TASK OBJECTIVE: Some lines in the listing hold the word "below". Return each of them.

DATA SHOWN:

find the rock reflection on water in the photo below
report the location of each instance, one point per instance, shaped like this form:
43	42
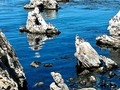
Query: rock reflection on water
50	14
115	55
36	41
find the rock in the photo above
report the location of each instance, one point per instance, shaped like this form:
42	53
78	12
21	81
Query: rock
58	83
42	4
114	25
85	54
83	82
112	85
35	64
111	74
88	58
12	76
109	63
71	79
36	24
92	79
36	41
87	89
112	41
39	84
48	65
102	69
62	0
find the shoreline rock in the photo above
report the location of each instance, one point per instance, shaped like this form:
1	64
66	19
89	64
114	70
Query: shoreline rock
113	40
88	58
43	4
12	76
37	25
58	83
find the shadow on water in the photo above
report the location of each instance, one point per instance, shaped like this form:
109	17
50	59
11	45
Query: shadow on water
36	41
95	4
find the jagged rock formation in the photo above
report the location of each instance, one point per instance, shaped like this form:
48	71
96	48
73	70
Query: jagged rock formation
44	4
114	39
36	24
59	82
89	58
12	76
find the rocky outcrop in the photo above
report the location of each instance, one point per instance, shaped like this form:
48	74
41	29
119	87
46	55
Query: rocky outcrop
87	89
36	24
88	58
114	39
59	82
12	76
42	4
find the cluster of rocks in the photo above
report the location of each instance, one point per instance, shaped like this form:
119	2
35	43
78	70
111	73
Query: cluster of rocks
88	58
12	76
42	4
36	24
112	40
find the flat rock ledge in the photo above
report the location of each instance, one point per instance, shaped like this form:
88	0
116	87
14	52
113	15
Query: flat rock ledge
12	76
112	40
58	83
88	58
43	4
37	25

==

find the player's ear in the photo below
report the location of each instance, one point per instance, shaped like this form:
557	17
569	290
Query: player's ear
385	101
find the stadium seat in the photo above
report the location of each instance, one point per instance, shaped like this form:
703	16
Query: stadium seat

TASK RESULT:
find the rock reflection on water in the photo below
find the player's ear in the photo below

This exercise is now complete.